Directive. Transcribe the lines of the records below word for word, starting at the line that contains "If you could drop a marker on the blue" and ending at the final line of the records.

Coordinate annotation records
........

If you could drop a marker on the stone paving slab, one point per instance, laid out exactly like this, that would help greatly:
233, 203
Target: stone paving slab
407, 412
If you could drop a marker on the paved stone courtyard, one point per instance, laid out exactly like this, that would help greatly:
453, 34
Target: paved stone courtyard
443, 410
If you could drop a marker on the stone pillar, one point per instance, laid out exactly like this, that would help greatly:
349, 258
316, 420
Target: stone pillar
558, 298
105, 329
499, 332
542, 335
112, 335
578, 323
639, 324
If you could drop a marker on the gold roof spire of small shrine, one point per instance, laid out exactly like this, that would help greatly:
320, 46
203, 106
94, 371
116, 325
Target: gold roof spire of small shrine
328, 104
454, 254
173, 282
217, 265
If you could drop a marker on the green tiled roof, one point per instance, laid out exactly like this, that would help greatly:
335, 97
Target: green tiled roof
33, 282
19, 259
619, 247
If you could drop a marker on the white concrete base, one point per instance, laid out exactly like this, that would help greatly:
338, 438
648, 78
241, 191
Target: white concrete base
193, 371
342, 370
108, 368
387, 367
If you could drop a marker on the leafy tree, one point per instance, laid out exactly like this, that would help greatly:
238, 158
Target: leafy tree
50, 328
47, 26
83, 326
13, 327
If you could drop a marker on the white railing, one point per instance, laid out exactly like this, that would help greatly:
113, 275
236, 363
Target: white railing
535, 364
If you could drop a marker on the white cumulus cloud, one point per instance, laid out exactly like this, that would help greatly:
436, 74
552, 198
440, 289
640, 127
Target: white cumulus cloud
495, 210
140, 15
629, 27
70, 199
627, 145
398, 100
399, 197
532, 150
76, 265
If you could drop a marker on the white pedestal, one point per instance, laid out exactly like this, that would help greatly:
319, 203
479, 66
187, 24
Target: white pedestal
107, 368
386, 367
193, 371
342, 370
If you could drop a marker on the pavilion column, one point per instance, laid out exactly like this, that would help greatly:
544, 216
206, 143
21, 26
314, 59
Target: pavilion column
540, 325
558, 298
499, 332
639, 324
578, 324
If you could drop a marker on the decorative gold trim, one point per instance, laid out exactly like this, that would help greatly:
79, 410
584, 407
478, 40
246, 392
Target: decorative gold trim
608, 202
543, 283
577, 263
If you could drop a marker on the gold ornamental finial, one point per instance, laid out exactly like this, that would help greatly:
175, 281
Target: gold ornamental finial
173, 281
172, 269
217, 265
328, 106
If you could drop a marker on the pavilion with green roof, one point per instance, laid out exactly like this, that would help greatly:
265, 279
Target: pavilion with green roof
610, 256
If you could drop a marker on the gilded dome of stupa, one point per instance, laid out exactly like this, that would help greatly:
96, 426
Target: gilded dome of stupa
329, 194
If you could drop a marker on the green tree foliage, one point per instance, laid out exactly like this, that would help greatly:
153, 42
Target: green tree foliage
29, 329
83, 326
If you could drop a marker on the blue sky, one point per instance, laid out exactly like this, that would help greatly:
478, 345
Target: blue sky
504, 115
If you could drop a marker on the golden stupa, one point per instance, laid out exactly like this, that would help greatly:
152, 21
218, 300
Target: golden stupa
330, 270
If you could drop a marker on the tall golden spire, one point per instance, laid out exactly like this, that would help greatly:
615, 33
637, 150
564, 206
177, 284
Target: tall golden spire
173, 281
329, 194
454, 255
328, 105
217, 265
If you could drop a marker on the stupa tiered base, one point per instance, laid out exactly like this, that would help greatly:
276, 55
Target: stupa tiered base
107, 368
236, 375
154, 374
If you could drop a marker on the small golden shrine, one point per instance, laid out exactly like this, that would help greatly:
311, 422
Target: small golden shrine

........

Finished exercise.
If you could drop a marker on the blue sky, one point per instance, laid out exactly like this, that would help greatly:
478, 345
Target: blue sky
504, 115
If you could drop a marker on the golden stupa, one point per instance, laid out exactly like this, that would help greatly:
152, 21
218, 300
Target: golden stupa
330, 270
If you could drop a marker on the tall golden spire, one point per instance, laid out exactly like this, that would help greatly:
615, 33
637, 150
564, 206
177, 284
Target: tall golden spire
173, 281
329, 194
454, 255
328, 105
217, 265
If you could drop a marker on the stupa tiered base, one point per instance, laid out exactly like this, that would help greatly:
276, 55
Target: stupa tiered base
107, 368
236, 375
154, 374
If you could drop a marker on the small golden shrine, one point per instance, laid out exactly like this, that would help greatly:
311, 422
Target: small golden shrine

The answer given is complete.